What is asked: Put every line of the entries below into a Markdown table with the columns Row and Entry Line, numbering the rows in order and omitting any blank lines.

══ Raw records

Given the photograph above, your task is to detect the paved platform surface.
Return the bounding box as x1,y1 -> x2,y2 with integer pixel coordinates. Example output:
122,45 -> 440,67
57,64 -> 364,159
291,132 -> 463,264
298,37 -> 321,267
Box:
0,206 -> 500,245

════

Result for this exercise:
| Row | Entry Line |
|---|---|
| 1 | Given the photograph above, your task is to detect the paved platform surface. |
| 2 | Return the bounding box as x1,y1 -> x2,y2 with integer pixel coordinates. Example output: |
| 3 | 122,45 -> 440,67 |
| 4 | 57,64 -> 364,159 |
| 5 | 291,132 -> 463,264 |
| 6 | 298,37 -> 321,267 |
| 7 | Box: |
| 8 | 0,206 -> 500,245 |